Extract all data as written.

Task inputs ::

# # # # #

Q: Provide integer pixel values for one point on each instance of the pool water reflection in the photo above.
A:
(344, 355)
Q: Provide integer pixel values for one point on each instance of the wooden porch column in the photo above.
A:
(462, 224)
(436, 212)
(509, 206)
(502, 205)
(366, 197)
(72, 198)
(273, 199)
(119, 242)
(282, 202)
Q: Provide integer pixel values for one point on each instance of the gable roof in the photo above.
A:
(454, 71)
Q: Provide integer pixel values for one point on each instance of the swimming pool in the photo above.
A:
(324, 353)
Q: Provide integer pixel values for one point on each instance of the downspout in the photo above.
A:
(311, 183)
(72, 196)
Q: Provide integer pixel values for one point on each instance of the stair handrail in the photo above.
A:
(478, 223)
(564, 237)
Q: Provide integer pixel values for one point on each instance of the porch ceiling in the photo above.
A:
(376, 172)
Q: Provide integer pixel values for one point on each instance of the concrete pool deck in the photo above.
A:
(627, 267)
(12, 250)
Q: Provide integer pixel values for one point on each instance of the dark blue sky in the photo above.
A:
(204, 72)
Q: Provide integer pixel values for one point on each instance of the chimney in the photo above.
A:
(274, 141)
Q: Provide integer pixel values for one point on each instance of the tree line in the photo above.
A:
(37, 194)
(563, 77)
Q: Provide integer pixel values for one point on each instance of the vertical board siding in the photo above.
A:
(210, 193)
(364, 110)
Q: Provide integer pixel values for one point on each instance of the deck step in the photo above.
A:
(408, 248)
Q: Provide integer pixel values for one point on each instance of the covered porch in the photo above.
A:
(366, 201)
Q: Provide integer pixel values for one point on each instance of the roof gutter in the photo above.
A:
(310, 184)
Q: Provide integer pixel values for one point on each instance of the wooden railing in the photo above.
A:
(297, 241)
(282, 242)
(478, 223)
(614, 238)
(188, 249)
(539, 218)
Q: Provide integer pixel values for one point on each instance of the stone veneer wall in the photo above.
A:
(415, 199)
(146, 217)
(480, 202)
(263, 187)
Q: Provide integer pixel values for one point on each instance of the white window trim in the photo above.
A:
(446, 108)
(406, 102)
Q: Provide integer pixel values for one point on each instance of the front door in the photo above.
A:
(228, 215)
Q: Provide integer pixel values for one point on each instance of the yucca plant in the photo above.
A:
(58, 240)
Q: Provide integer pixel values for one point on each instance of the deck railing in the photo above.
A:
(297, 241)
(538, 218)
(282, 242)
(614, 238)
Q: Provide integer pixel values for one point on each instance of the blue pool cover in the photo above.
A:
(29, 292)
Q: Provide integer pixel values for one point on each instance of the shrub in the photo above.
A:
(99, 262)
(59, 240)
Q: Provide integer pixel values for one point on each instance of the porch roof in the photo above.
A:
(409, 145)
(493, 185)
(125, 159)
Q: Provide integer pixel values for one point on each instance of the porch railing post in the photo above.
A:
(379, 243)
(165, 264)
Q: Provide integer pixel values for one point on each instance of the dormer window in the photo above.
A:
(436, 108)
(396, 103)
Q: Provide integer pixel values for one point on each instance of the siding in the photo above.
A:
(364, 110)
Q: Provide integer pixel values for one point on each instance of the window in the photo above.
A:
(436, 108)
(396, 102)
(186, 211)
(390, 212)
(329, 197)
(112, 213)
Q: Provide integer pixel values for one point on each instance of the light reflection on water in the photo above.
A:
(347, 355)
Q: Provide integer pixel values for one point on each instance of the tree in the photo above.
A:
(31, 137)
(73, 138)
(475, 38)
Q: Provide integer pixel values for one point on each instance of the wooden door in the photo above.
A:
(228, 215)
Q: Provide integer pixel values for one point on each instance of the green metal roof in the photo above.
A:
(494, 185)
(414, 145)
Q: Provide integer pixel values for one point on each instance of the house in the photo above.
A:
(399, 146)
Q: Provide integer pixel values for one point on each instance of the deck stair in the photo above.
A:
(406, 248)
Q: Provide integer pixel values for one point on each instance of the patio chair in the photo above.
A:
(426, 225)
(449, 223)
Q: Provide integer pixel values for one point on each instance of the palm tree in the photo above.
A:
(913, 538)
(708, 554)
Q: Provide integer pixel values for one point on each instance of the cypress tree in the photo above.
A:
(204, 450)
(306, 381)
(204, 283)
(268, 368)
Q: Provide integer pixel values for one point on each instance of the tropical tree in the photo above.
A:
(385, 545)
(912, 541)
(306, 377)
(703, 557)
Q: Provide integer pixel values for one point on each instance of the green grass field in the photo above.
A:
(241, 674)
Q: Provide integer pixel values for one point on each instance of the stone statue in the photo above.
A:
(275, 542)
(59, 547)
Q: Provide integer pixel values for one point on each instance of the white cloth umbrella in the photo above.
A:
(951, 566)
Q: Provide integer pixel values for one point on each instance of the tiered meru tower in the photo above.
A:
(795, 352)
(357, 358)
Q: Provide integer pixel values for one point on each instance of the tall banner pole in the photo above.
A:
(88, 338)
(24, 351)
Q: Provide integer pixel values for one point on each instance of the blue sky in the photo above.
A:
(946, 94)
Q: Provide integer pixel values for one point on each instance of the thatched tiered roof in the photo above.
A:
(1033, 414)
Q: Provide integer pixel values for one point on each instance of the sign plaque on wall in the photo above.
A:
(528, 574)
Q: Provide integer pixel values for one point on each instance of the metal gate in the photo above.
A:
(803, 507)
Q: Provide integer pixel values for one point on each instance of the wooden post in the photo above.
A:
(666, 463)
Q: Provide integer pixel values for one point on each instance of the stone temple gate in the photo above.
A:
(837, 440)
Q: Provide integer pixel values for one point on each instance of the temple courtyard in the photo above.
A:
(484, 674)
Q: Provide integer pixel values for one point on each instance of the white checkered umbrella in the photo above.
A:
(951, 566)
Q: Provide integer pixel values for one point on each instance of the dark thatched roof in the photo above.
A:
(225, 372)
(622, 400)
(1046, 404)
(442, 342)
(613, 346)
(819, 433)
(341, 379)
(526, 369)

# # # # #

Solved problem ::
Q: Provide integer pixel values for one point on each instance of the pool water reflection in the photo above.
A:
(344, 355)
Q: Provide integer pixel values for one point on each instance of the wooden porch column in the photo above.
A:
(462, 224)
(436, 212)
(509, 206)
(502, 205)
(366, 197)
(72, 198)
(273, 199)
(119, 242)
(282, 202)
Q: Provide integer pixel values for one point on each instance of the gable roof in the photo above.
A:
(454, 71)
Q: Provide integer pixel values for one point on each instance of the swimming pool in the photo above.
A:
(324, 353)
Q: Provide integer pixel values for one point on each instance of the downspout in the photo above.
A:
(311, 183)
(72, 196)
Q: Provide integer pixel values for one point on each instance of the stair handrail in the photo above.
A:
(478, 223)
(564, 237)
Q: Provide integer pixel values for one point on each instance of the porch ceiling in the photo above.
A:
(376, 172)
Q: Provide integer pixel values for one point on each instance of the concrete pool deck in the photo above.
A:
(627, 267)
(12, 250)
Q: Provide integer pixel values for one point on each instance of the dark blue sky in the photo above.
A:
(204, 72)
Q: Provide integer pixel values for one point on each instance of the chimney in the photo above.
A:
(274, 141)
Q: Provide integer pixel values for one point on each instance of the tree line in the photo above.
A:
(37, 194)
(563, 77)
Q: Provide integer pixel values for one point on each instance of the vertical board siding in the photo above.
A:
(210, 193)
(364, 110)
Q: Provide integer pixel values for one point on each instance of the deck step in the photo above.
A:
(408, 248)
Q: Provide integer pixel values for one point on each instance of the covered porch in the photo above.
A:
(366, 201)
Q: Provide integer pixel values for one point on each instance of the roof gutter in the photo above.
A:
(310, 184)
Q: Provide integer pixel values for one point on each instance of the wooden railing in the photo above.
A:
(297, 241)
(282, 242)
(478, 223)
(614, 238)
(188, 249)
(539, 218)
Q: Provide integer pixel values for one point on each instance of the stone veneer wall in the photo above.
A:
(415, 199)
(146, 217)
(480, 202)
(263, 187)
Q: Provide integer pixel values for one point on each instance of the white window trim in the photo above.
A:
(446, 108)
(406, 102)
Q: Provide integer pixel values for one point on each instance of the front door in the photo above.
A:
(228, 215)
Q: Provide integer pixel values for one point on each instance of the yucca plant in the photo above.
A:
(58, 240)
Q: Provide integer pixel values for one point on each instance of the deck railing in the photo above.
A:
(297, 241)
(538, 218)
(282, 242)
(614, 238)
Q: Provide integer pixel values for one point on each instance of the blue pool cover in the photo above.
A:
(29, 292)
Q: Provide integer pixel values for one point on each instance of the shrub in the photo above.
A:
(99, 262)
(59, 240)
Q: Provide integer pixel values for one point on each instance of the porch roof in the photo above.
A:
(409, 145)
(493, 185)
(125, 159)
Q: Provide integer pixel values for one point on each instance of the porch railing post in the photo above.
A:
(379, 243)
(165, 264)
Q: Provide integer pixel values for one point on each instance of the dormer window in the photo above.
A:
(436, 108)
(396, 103)
Q: Provide integer pixel values for one point on each instance of the siding in the photo above.
A:
(364, 110)
Q: Provide integer pixel values for one point on each instance of the window in the photo above.
A:
(436, 108)
(396, 102)
(186, 211)
(390, 212)
(329, 197)
(112, 213)
Q: Provide integer pixel values for one point on each instance of the light reflection on water in the photo above.
A:
(347, 355)
Q: Provide integer pixel values for one point on each instance of the tree in the photo above.
A:
(31, 137)
(73, 138)
(475, 38)
Q: Provide integer pixel values for one point on each instance of the wooden door in the photo above.
A:
(228, 215)
Q: Provide integer pixel values for one point on each instance of the green metal roof in the photo above.
A:
(494, 185)
(414, 145)
Q: Provide integer pixel values for one point on each instance of the house in the photo above.
A:
(399, 146)
Q: Provide integer pixel values for one point on each instance of the deck stair in the photo above.
A:
(406, 248)
Q: Provide integer pixel values for one point on each instance of the patio chair in the photo above.
A:
(426, 225)
(449, 223)
Q: Provide integer pixel values for one point on each instance of the palm tree in the photo above.
A:
(913, 538)
(708, 554)
Q: Provide integer pixel values for one point on each instance of the cypress tree in the photo above.
A:
(204, 450)
(306, 381)
(204, 283)
(268, 368)
Q: Provide integer pixel values for one point on each instance of the tropical tree in the photo above.
A:
(385, 545)
(912, 541)
(306, 377)
(703, 557)
Q: Provide integer pixel values for one point on each instance of the green grass field in the photo above.
A:
(241, 674)
Q: Provide integer pixel values for one point on each instance of the stone statue in the photo above.
A:
(275, 542)
(59, 547)
Q: Provide integer pixel values for one point on each instance of the white cloth umbrella in the photo above.
A:
(951, 566)
Q: Provide integer pixel values for one point on each instance of the tiered meru tower in the photo above.
A:
(795, 352)
(357, 358)
Q: Provide integer pixel values for one point on each instance of the tall banner pole in the photo above.
A:
(88, 338)
(24, 351)
Q: Provide integer pixel values for one point on each instance of the blue sky in the photo above.
A:
(946, 94)
Q: Provide integer pixel values for one point on each instance of the thatched tiered roof in the photo above.
A:
(1033, 414)
Q: Provide integer pixel values for one point on each instance of the sign plaque on wall in the photo above.
A:
(528, 574)
Q: Provide integer pixel values for one point on each instance of the metal gate in the photo above.
A:
(803, 507)
Q: Provide integer pixel values for one point on each instance of the wooden post in the photo above.
A:
(666, 463)
Q: Provide integer pixel values for one point on each instance of the stone temple gate in the photo above.
A:
(837, 440)
Q: Provide integer pixel values for one point on each instance of the temple courtyard in the photo above.
A:
(484, 674)
Q: Provide integer pixel values for one point on each instance of the white checkered umbrella in the photo above.
A:
(951, 566)
Q: Provide integer pixel values for one point on each instance of the dark thatched roof in the photo above.
A:
(225, 372)
(622, 400)
(1046, 404)
(442, 342)
(613, 346)
(819, 433)
(341, 379)
(526, 369)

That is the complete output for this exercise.